'''
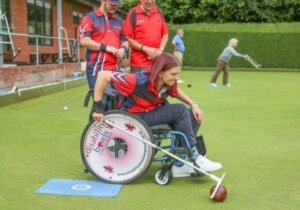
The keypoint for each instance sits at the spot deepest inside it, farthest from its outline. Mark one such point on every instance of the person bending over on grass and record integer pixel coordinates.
(145, 94)
(223, 62)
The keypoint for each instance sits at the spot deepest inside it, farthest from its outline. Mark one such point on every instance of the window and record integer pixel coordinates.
(77, 16)
(5, 9)
(40, 20)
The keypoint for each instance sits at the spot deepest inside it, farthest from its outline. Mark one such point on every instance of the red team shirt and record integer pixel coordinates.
(145, 29)
(109, 32)
(140, 94)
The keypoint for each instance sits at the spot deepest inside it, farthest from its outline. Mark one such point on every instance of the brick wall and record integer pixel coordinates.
(26, 76)
(20, 23)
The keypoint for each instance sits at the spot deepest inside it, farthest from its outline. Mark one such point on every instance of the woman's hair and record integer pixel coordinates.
(163, 62)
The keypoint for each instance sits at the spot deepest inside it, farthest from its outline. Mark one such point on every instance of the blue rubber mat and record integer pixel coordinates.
(79, 187)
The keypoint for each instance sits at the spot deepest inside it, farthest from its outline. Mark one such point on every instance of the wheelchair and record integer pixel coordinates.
(122, 147)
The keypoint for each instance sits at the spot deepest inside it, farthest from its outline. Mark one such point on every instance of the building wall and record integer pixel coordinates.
(32, 75)
(19, 22)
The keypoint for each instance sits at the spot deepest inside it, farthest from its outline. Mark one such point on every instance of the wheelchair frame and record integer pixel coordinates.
(162, 176)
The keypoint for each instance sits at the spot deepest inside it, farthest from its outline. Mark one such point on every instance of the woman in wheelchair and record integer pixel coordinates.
(145, 94)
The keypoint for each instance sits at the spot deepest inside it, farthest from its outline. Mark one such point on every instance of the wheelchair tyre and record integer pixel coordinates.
(113, 154)
(166, 179)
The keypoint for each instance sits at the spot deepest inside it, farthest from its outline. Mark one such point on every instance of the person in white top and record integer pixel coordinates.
(223, 62)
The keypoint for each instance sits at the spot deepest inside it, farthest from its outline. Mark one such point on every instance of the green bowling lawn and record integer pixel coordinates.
(253, 128)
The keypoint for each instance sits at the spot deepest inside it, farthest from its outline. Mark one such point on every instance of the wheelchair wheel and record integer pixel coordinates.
(114, 153)
(165, 179)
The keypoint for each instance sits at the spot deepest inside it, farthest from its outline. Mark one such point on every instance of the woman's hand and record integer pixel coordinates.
(198, 114)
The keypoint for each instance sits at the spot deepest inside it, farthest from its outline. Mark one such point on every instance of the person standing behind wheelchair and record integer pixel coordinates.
(145, 94)
(147, 33)
(101, 32)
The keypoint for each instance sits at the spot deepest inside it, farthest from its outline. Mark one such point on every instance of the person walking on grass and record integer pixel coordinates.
(223, 62)
(178, 44)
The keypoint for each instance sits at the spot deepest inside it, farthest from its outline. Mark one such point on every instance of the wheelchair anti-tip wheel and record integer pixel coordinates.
(163, 179)
(110, 153)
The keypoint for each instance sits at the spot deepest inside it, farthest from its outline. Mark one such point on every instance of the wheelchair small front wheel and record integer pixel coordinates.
(165, 179)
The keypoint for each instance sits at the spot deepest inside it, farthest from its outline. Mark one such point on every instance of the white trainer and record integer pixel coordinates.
(182, 171)
(207, 165)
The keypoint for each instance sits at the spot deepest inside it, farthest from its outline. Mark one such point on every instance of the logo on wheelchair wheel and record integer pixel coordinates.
(81, 187)
(129, 126)
(108, 169)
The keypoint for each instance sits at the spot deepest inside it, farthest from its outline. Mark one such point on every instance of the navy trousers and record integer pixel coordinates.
(176, 115)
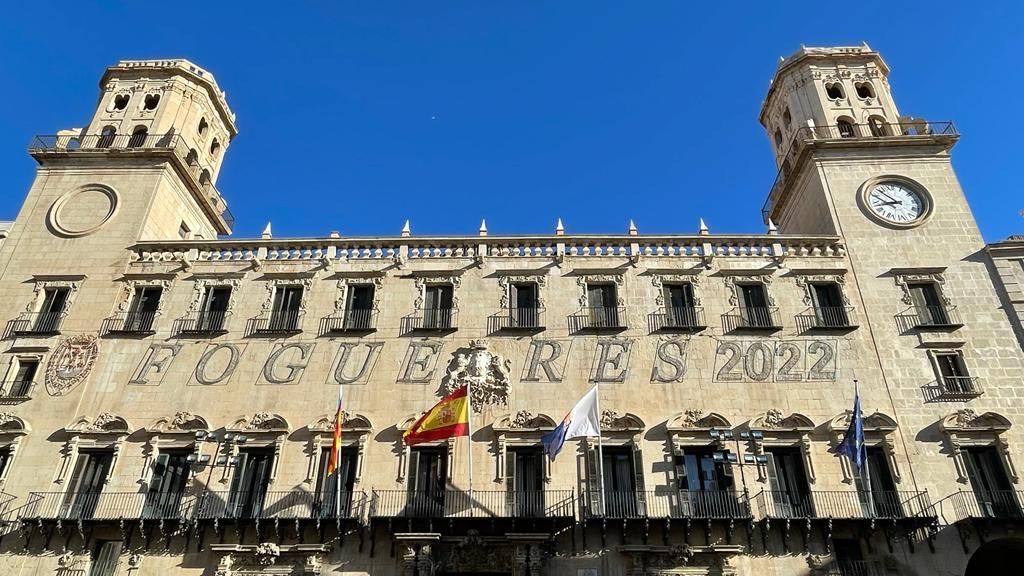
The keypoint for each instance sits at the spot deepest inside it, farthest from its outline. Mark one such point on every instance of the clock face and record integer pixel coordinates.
(897, 203)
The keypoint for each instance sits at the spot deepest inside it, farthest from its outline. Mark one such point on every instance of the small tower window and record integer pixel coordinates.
(137, 138)
(865, 90)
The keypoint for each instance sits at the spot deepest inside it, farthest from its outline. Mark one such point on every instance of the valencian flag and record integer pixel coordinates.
(448, 418)
(332, 461)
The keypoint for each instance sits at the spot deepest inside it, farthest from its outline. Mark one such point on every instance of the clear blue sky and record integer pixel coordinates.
(354, 116)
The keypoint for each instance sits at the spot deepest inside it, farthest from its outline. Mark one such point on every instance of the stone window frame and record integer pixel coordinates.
(967, 428)
(779, 430)
(105, 432)
(262, 429)
(522, 429)
(172, 433)
(355, 430)
(406, 451)
(12, 429)
(880, 430)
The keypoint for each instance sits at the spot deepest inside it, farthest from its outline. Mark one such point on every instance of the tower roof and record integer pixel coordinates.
(176, 67)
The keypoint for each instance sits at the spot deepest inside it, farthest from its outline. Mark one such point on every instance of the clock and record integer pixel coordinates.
(897, 203)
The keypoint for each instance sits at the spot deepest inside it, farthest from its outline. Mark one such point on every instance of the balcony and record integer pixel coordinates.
(349, 321)
(598, 319)
(992, 504)
(827, 318)
(173, 146)
(752, 319)
(483, 504)
(704, 504)
(431, 320)
(207, 323)
(846, 504)
(36, 324)
(130, 324)
(517, 320)
(276, 323)
(678, 319)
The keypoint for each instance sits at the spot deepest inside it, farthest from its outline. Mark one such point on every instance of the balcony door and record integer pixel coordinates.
(86, 484)
(252, 476)
(883, 493)
(167, 486)
(427, 481)
(524, 482)
(332, 499)
(990, 484)
(787, 480)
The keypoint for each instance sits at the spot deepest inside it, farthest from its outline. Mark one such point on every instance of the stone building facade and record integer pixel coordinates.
(169, 394)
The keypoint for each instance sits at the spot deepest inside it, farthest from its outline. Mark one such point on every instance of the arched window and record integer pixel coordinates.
(864, 90)
(107, 136)
(845, 126)
(137, 138)
(879, 126)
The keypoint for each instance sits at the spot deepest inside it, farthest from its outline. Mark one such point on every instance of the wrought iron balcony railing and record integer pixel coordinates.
(754, 318)
(37, 324)
(705, 504)
(1006, 504)
(517, 319)
(598, 318)
(827, 318)
(276, 323)
(203, 323)
(845, 504)
(349, 321)
(483, 503)
(137, 323)
(425, 319)
(678, 318)
(170, 144)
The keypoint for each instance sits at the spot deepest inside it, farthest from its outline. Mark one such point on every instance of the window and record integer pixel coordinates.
(287, 309)
(249, 483)
(754, 310)
(137, 138)
(989, 483)
(86, 483)
(121, 101)
(427, 481)
(142, 311)
(845, 128)
(104, 559)
(437, 306)
(167, 485)
(829, 311)
(864, 90)
(52, 311)
(25, 378)
(787, 482)
(602, 305)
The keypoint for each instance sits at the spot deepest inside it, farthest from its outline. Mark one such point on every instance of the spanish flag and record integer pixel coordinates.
(448, 418)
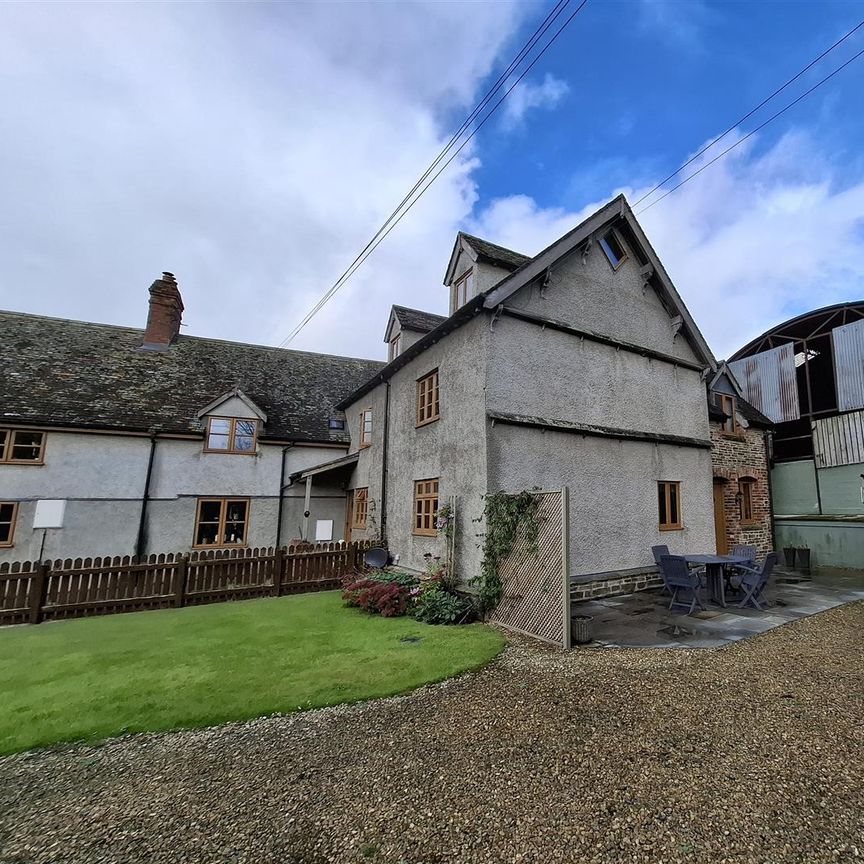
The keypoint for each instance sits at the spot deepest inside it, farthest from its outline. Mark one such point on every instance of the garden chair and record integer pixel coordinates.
(753, 581)
(658, 552)
(680, 578)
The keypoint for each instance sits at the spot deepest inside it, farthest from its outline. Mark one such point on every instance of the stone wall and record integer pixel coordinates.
(735, 457)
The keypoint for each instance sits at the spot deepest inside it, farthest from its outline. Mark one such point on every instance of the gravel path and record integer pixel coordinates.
(750, 753)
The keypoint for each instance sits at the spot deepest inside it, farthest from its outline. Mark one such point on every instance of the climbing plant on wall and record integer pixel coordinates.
(505, 514)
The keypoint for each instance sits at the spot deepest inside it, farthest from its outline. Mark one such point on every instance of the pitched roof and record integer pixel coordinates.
(494, 254)
(73, 373)
(415, 319)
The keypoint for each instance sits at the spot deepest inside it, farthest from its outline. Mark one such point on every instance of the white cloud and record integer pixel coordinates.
(250, 148)
(753, 240)
(527, 95)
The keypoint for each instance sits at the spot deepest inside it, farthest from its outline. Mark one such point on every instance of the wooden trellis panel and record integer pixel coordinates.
(536, 598)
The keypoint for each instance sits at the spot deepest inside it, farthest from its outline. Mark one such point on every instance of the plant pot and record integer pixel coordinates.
(580, 629)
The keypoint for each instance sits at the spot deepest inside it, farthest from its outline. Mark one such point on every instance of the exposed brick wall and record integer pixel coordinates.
(734, 458)
(616, 584)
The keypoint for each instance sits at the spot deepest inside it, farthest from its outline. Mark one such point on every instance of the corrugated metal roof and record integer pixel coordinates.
(849, 365)
(769, 382)
(839, 440)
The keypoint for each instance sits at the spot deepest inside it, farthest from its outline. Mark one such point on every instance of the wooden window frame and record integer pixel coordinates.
(223, 511)
(422, 493)
(605, 246)
(231, 450)
(395, 347)
(747, 486)
(9, 434)
(721, 400)
(428, 399)
(669, 525)
(360, 511)
(460, 284)
(10, 541)
(365, 437)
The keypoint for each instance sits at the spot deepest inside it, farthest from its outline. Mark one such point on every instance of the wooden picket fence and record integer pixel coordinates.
(34, 591)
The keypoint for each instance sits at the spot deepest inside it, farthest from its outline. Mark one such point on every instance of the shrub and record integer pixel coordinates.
(436, 606)
(383, 598)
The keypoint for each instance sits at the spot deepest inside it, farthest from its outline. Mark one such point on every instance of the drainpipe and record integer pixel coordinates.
(384, 465)
(139, 541)
(282, 487)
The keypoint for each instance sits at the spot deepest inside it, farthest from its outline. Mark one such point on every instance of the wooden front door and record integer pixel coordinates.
(349, 513)
(720, 518)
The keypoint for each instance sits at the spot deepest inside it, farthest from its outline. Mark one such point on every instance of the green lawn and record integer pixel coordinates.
(97, 677)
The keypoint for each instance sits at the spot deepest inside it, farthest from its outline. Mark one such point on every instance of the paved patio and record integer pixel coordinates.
(643, 619)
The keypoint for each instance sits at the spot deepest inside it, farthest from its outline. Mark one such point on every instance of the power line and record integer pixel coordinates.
(753, 131)
(394, 219)
(747, 116)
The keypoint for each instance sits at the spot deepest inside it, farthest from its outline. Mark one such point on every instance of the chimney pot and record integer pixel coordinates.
(165, 314)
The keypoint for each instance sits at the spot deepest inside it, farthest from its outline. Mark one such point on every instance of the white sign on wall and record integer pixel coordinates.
(323, 529)
(49, 514)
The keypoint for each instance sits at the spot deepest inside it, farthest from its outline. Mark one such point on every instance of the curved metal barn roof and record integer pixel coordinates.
(806, 326)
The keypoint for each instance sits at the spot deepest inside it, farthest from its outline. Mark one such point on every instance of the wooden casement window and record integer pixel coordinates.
(221, 522)
(727, 405)
(669, 505)
(8, 514)
(361, 508)
(746, 486)
(231, 435)
(461, 291)
(613, 248)
(365, 427)
(22, 447)
(425, 506)
(427, 399)
(395, 347)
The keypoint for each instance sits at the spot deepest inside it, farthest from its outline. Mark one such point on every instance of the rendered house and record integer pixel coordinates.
(155, 442)
(580, 366)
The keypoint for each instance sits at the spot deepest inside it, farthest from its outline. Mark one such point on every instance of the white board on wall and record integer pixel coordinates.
(323, 529)
(49, 514)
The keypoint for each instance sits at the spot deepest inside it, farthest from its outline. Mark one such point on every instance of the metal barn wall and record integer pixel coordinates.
(849, 365)
(769, 382)
(839, 440)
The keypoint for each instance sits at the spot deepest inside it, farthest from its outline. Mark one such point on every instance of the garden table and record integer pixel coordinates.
(714, 572)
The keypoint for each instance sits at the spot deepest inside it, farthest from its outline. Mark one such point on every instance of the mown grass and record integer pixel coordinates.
(98, 677)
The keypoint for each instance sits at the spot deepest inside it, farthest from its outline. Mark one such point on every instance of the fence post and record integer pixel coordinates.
(38, 584)
(278, 564)
(180, 581)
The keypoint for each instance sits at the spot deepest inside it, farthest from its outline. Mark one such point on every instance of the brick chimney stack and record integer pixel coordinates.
(166, 312)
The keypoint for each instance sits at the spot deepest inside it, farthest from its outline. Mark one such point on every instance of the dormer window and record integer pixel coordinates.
(231, 435)
(462, 290)
(613, 248)
(395, 347)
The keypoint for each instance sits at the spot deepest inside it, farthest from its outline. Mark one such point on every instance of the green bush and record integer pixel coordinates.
(434, 606)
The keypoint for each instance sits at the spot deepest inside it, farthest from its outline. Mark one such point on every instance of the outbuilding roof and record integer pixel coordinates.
(58, 372)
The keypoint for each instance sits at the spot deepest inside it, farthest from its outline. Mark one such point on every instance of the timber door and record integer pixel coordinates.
(720, 518)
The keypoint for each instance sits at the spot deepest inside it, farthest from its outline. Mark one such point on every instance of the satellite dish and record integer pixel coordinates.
(376, 557)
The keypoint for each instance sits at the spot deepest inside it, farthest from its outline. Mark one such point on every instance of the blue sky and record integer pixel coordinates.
(253, 149)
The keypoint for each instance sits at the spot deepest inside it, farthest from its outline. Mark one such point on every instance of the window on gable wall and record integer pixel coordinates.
(669, 505)
(746, 486)
(462, 290)
(231, 435)
(22, 446)
(728, 406)
(365, 427)
(613, 248)
(8, 512)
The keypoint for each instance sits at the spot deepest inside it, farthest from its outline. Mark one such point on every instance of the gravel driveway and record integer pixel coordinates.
(750, 753)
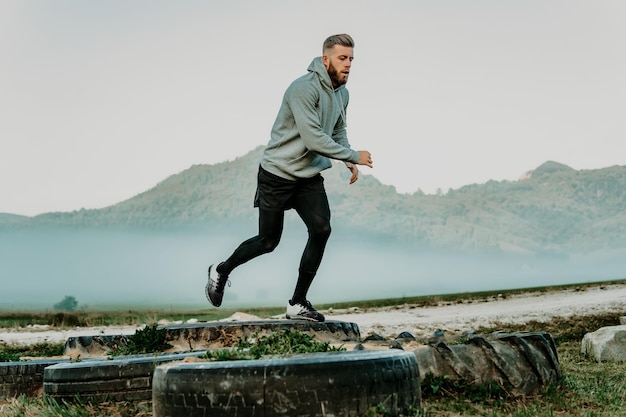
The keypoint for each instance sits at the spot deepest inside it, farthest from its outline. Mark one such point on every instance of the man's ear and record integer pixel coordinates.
(325, 61)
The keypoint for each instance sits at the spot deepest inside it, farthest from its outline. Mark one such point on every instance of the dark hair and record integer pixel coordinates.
(341, 39)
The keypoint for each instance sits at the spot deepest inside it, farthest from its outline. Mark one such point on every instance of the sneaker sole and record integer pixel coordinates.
(303, 318)
(206, 290)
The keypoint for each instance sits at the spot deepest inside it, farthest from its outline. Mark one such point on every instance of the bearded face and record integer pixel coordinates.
(338, 61)
(337, 78)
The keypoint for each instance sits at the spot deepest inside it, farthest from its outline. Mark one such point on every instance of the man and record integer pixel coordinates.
(309, 131)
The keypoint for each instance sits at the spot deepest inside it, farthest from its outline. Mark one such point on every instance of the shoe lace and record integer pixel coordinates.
(221, 283)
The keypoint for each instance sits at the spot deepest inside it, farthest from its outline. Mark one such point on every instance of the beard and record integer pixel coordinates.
(334, 77)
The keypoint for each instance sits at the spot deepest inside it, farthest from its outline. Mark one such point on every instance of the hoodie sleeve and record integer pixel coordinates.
(304, 101)
(339, 132)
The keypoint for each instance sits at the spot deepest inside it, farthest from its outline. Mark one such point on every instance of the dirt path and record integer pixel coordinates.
(459, 318)
(419, 321)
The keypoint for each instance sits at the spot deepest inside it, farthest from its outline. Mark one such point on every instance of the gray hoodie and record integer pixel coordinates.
(310, 127)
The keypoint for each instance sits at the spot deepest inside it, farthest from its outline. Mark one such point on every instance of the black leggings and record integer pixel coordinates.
(314, 210)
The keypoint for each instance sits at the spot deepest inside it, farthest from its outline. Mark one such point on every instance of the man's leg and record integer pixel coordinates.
(314, 210)
(270, 231)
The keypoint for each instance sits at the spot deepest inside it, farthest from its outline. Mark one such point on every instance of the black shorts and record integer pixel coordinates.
(277, 193)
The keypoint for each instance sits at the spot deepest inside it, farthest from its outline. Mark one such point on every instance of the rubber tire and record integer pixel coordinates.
(23, 377)
(317, 384)
(522, 363)
(128, 378)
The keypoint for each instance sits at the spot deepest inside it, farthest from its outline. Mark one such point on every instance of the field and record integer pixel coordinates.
(587, 388)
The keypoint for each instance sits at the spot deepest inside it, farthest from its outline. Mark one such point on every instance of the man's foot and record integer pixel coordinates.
(303, 310)
(214, 289)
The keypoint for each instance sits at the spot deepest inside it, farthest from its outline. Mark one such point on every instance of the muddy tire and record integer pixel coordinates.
(23, 378)
(318, 384)
(128, 378)
(520, 363)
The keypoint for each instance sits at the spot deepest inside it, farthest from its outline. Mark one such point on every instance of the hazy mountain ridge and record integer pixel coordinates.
(554, 209)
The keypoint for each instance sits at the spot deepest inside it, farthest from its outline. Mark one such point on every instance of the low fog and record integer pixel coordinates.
(167, 269)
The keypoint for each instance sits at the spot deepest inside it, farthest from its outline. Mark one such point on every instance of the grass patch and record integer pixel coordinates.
(281, 343)
(150, 339)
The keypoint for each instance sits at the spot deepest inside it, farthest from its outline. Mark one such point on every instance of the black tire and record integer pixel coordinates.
(128, 378)
(23, 378)
(521, 363)
(318, 384)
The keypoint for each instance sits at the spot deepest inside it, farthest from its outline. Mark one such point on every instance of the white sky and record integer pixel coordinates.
(101, 100)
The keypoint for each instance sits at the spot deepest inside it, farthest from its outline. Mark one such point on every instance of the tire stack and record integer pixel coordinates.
(318, 384)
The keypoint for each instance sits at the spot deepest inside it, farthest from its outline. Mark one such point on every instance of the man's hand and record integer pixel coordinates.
(365, 158)
(355, 172)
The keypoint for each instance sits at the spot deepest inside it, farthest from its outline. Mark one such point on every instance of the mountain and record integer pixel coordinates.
(555, 225)
(553, 208)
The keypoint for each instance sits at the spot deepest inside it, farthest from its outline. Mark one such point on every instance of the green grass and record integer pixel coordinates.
(118, 316)
(586, 389)
(281, 343)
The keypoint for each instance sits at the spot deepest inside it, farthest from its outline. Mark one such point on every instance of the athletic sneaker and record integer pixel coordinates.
(303, 311)
(214, 289)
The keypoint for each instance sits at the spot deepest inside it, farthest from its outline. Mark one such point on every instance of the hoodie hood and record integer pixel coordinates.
(317, 67)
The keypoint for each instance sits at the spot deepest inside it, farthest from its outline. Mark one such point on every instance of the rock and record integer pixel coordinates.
(606, 344)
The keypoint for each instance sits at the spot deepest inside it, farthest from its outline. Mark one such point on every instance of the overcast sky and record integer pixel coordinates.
(101, 100)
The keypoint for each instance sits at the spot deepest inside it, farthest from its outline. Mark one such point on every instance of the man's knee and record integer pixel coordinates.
(269, 244)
'''
What to work on: Transcribe exactly, and only, the lines from the one bearing "green grass and record integer pixel coordinates." through the last line of the entries, counting both.

Response to this exercise:
The keypoint for each instance sits at the spot deepest inside it, farthest from its outline. Mark one such point on every instance of the green grass and record integer pixel coordinates.
(118, 316)
(586, 389)
(281, 343)
The keypoint for each instance sits at the spot deepest inside it, farthest from its outline. Mark one such point on every instance of the athletic sneaker and record integer pixel coordinates.
(303, 311)
(214, 289)
The keypoint for each instance sits at the spot deepest inside it, farthest from its outline. Mark one such point on every instance of the hoodie hood and record integer pixel coordinates.
(317, 67)
The keypoint for each instance sits at the spot deepest inside it, farthest from its outline. Mark one such point on every instance of the rock and record integer pixel coordinates.
(606, 344)
The keypoint for each instance sits at the spot deepest inside it, farthest from its outline. Mark one such point on every instance of the overcast sky and record integer pixel coordinates.
(101, 100)
The keypoint for each instance sits at the spot deepest inside it, farthest from its outline. Mark one such point on every instance of the man's knee and record integer pixel coordinates.
(269, 244)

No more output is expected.